Segmentation mask data

● ● ● ●

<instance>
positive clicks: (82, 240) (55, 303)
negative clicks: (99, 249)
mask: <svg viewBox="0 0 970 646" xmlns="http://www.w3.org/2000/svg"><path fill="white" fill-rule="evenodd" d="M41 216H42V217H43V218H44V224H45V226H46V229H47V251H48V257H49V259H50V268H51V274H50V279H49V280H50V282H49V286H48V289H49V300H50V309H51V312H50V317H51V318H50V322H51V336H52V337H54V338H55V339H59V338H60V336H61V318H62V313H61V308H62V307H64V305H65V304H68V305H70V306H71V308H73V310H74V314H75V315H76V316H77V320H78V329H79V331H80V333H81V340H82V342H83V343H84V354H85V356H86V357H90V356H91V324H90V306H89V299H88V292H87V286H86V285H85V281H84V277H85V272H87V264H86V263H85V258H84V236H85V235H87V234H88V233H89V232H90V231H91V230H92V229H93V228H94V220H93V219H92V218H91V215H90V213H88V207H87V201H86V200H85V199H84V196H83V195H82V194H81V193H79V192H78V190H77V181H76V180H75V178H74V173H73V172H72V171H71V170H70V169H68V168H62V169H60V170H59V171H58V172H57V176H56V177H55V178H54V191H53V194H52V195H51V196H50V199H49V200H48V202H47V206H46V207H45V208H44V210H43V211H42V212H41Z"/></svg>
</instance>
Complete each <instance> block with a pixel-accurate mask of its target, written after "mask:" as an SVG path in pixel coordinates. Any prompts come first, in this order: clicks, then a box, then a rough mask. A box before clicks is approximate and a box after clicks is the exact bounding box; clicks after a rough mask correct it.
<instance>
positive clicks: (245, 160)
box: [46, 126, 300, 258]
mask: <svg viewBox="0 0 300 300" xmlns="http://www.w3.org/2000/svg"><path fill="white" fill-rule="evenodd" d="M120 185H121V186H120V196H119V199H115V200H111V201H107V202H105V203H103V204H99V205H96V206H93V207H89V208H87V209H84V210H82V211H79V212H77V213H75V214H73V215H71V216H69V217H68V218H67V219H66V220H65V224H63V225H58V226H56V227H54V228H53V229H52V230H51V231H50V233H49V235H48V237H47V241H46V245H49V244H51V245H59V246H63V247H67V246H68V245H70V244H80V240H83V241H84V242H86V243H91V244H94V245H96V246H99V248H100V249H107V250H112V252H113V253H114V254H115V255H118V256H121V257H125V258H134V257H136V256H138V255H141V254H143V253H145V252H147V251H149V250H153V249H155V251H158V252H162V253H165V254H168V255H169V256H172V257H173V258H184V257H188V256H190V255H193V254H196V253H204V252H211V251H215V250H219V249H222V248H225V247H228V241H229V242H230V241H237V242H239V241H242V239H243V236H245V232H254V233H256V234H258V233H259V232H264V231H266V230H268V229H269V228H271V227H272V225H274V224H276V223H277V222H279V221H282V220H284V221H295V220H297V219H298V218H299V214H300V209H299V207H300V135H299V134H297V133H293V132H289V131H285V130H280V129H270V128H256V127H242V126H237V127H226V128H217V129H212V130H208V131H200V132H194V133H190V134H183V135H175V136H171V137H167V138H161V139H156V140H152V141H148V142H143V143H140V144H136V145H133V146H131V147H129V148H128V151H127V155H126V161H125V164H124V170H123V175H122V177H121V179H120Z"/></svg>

● ● ● ●

Copy out each entry once more, character for character.

<instance>
positive clicks: (82, 240) (55, 303)
negative clicks: (99, 249)
mask: <svg viewBox="0 0 970 646" xmlns="http://www.w3.org/2000/svg"><path fill="white" fill-rule="evenodd" d="M41 216H42V217H43V218H44V224H45V226H46V229H47V251H48V257H49V259H50V268H51V274H50V279H49V280H50V282H49V286H48V289H49V300H50V309H51V312H50V317H51V318H50V322H51V336H52V337H54V338H55V339H59V338H60V336H61V318H62V313H61V308H62V307H64V305H65V304H68V305H70V306H71V308H73V310H74V314H75V315H76V316H77V320H78V329H79V331H80V333H81V340H82V342H83V343H84V354H85V356H86V357H90V356H91V324H90V306H89V299H88V292H87V286H86V285H85V281H84V277H85V272H87V264H86V263H85V258H84V236H85V235H87V234H88V233H89V232H90V231H91V230H92V229H93V228H94V220H93V219H92V218H91V215H90V213H88V207H87V201H86V200H85V199H84V196H83V195H82V194H81V193H79V192H78V190H77V181H76V180H75V178H74V173H73V172H72V171H71V170H70V169H68V168H62V169H60V170H59V171H58V172H57V176H56V177H55V178H54V191H53V194H52V195H51V196H50V199H49V200H48V202H47V206H46V207H45V208H44V210H43V211H42V212H41Z"/></svg>
</instance>
Complete each <instance> block with a pixel-accurate mask of its target, written after "mask:" as an SVG path in pixel coordinates. Any prompts come first, in this order: clicks, then a box, then a rough mask. A box before clicks is approximate and a box after clicks is the exact bounding box; clicks after a rough mask correct it.
<instance>
positive clicks: (245, 160)
box: [46, 126, 300, 258]
mask: <svg viewBox="0 0 300 300" xmlns="http://www.w3.org/2000/svg"><path fill="white" fill-rule="evenodd" d="M120 185H121V186H120V196H119V199H115V200H111V201H107V202H105V203H103V204H99V205H96V206H93V207H89V208H87V209H84V210H82V211H79V212H77V213H75V214H73V215H71V216H69V217H68V218H67V219H66V220H65V224H63V225H58V226H56V227H54V228H53V229H52V230H51V231H50V233H49V235H48V237H47V241H46V245H49V244H51V245H59V246H63V247H67V246H68V245H70V244H80V240H83V241H84V242H86V243H91V244H94V245H96V246H99V248H100V249H107V250H112V252H113V253H114V254H115V255H118V256H121V257H125V258H134V257H136V256H138V255H141V254H143V253H145V252H147V251H149V250H153V249H155V251H158V252H162V253H165V254H168V255H169V256H172V257H173V258H184V257H188V256H190V255H193V254H196V253H204V252H211V251H215V250H219V249H222V248H225V247H228V241H229V242H230V241H237V242H239V241H242V239H243V236H245V232H254V233H256V234H258V233H259V232H264V231H266V230H268V229H269V228H271V227H272V225H274V224H276V223H277V222H279V221H282V220H284V221H295V220H297V219H298V218H299V214H300V209H299V207H300V135H299V134H297V133H293V132H289V131H285V130H280V129H270V128H256V127H242V126H237V127H226V128H217V129H212V130H208V131H200V132H194V133H190V134H183V135H175V136H171V137H167V138H161V139H156V140H152V141H148V142H143V143H140V144H136V145H133V146H131V147H129V148H128V151H127V155H126V161H125V164H124V170H123V175H122V177H121V179H120Z"/></svg>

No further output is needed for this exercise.